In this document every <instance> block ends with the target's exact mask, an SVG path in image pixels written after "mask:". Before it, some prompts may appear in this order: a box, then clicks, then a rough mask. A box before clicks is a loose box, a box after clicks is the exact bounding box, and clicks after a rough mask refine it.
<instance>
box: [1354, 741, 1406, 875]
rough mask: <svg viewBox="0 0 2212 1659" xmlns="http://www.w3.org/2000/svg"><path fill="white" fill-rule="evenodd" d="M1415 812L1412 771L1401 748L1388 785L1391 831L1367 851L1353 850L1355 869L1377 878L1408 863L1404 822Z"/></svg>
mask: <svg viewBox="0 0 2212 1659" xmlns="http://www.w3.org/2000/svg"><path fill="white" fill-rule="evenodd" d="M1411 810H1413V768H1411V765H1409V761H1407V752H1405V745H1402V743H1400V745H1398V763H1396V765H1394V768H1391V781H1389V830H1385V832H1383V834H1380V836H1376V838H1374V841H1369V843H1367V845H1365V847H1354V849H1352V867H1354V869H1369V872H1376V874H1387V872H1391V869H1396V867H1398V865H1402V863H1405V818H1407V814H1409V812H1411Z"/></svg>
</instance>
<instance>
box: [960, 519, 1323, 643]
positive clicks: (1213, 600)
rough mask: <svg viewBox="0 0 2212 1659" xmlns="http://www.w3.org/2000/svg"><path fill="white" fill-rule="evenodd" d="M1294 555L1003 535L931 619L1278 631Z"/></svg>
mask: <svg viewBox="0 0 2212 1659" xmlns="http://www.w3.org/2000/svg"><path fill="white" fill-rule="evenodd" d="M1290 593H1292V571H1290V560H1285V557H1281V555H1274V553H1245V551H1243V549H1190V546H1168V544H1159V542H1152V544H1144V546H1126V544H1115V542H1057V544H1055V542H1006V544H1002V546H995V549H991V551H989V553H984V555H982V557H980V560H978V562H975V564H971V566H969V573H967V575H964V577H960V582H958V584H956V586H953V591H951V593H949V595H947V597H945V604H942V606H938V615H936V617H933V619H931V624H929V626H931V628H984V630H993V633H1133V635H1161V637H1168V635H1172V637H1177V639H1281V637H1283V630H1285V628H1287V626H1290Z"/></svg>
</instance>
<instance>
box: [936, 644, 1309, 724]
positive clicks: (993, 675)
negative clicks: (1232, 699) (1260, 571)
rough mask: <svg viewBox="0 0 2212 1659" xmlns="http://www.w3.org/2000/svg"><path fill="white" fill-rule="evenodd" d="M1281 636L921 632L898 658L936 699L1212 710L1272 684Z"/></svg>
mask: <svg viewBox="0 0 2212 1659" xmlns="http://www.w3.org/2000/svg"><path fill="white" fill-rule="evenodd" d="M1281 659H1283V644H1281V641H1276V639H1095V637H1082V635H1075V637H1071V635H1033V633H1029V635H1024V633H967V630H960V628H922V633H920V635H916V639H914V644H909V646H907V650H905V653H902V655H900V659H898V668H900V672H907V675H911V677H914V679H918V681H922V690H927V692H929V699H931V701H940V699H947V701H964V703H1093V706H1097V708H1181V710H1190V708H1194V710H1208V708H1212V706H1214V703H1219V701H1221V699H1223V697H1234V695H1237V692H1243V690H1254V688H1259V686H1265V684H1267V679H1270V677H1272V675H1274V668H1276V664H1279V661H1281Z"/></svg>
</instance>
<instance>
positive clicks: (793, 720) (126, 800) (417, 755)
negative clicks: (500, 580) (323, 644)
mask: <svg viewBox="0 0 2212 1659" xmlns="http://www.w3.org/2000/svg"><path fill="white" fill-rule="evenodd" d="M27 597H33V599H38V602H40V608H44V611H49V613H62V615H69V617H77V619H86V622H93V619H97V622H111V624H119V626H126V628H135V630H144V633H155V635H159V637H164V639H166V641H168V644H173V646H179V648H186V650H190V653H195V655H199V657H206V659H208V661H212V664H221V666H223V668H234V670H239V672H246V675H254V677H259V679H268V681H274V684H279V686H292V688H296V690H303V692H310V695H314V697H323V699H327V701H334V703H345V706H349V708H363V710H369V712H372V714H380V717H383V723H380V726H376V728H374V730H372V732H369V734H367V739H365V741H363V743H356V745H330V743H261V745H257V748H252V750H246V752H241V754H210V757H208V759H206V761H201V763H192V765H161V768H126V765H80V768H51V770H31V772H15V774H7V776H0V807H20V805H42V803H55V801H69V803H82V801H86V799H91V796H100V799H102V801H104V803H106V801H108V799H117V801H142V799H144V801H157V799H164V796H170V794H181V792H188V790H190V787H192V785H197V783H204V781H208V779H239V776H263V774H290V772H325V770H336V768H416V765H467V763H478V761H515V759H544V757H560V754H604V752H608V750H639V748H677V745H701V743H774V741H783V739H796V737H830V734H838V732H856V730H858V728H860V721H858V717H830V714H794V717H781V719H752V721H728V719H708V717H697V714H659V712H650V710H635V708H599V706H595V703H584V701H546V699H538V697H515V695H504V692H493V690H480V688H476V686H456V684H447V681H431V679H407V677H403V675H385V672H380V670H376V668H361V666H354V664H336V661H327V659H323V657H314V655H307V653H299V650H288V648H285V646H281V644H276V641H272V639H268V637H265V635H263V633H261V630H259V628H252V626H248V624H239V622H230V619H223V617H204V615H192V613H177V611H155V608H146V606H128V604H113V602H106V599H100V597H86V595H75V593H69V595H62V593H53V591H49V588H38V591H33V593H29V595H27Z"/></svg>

***

◆ Work order
With the line containing "box: [1354, 741, 1406, 875]" as the last one, please set down exactly the lines of the records above from their very first line, and nothing more.

◆ Answer for this exercise
In this document every <instance> block ends with the target's exact mask, an SVG path in image pixels written after "mask:". Before it, some prompts may appear in this order: a box, then clicks, then a rough mask. A box before clicks is a loose box, a box after clicks is the exact bounding box, and clicks after a rough mask refine it.
<instance>
box: [1354, 741, 1406, 875]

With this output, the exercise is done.